I spent a lot of time on the extruder; it looks the same but it runs much more smoothly now. The gears that were slipping are much improved, and I learned a considerable amount about how to fine-tune the spring-loaded bearing. When you tighten the spring bolts too far it acts like they aren't tightened enough, but the real solution is to back them off. I originally had them done right up, which did nothing but grind the reaction washer on the other side of the extruder and eventually force it out of place. After replacing the washer (backwards, as one side is now badly gouged) and releasing the spring bolts it came good.
I was forced to remove the top frame from the cartesian bot and disassemble it a few days ago, so I spent a long time getting everything perfectly aligned before trying to reassemble it. I made a measuring jig out of a long strip of acrylic with rod-sized holes at the appropriate distances, and it's been far more accurate for getting the frames perfectly sized than the original sizing bars that came with the kit. Once I reassembled the full frame and put another couple of holes in the jig it made setting the diagonal tie bars effortless.

□ □ □ □ □ □ □

Problems to work on:
A. Answer these from the extruder and frame notes:
(i) What was the measuring jig made from?
(ii) What did fully tightening the spring bolts do to the reaction washer?
(iii) What task did the jig make effortless once more holes were added?
B. Carry on the notes about the printer's extruder and frame rebuild, starting after their final sentence.

□ □ □ □ □ □ □

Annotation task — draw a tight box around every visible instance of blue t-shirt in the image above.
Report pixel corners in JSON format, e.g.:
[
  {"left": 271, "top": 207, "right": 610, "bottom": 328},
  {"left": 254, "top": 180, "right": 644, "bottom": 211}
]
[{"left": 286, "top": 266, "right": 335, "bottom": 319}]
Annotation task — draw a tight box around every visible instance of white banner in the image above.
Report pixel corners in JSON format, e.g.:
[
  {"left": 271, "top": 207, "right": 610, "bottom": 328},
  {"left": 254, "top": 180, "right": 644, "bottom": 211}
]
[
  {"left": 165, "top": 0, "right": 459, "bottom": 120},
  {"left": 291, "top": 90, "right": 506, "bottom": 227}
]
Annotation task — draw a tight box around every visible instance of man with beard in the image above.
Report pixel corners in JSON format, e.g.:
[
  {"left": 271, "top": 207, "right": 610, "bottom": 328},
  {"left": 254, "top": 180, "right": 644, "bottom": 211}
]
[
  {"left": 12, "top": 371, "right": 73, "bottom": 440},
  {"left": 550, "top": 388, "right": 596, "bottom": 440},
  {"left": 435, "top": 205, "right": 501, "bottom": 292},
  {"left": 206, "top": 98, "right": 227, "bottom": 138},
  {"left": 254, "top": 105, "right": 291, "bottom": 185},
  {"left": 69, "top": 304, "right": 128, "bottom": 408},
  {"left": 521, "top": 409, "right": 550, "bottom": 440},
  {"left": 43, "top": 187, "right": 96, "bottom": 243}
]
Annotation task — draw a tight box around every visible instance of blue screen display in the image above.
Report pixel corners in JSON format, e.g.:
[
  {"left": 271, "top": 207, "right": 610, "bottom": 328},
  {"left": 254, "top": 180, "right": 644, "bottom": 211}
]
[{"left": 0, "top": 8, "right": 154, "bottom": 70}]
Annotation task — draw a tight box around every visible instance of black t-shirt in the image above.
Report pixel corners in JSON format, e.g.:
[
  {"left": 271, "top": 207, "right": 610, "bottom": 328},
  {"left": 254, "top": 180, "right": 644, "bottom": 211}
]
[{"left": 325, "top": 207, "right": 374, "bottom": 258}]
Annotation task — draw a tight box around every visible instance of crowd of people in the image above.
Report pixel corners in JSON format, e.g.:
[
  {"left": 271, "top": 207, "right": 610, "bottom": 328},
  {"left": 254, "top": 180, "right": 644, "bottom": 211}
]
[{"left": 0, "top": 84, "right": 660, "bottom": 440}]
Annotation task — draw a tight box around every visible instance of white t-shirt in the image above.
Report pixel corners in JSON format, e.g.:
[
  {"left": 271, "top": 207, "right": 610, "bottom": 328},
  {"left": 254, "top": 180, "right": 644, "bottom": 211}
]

□ □ □ □ □ □ □

Task results:
A.
(i) A long strip of acrylic with rod-sized holes at the appropriate distances.
(ii) It ground the washer and eventually forced it out of place.
(iii) Setting the diagonal tie bars.

B.
Unfortunately I discovered after the top frame was on that one of the opto-endstops was on the wrong bar! There was a short panic as I contemplated disassembling the top frame AGAIN - the only way to move the endstop - but thankfully it was possible to rearrange things so that it's only slightly different to the instructions, but all the endstops can still do their job. A big sigh of relief there, I must say!
Tonight Buzz and Andrew were also at the hackerspace, and Buzz decided to MacGyver a stepper-driven extruder from a large stepper he had in his bag, along with a bunch of scrap acrylic from my rapman kit. It works amazingly well for something thrown together in a couple of hours! It's a bit large and ungainly to fit on my rapman, but a bit more work and it'll plonk straight onto his repstrap. It was also a good test of my stepper drivers, as we watched a piece of ABS filament go back and forth, and back and forth, and back and forth...

2 comments:
That stepper looks mighty familiar.
I wonder if there'd be any benefit in pre-notching the ABS wire, or if you'd just end up introducing air bubbles into the meltytube.
Prenotching? It was doing a mighty fine job of forcing a thread into the filament all on it's own...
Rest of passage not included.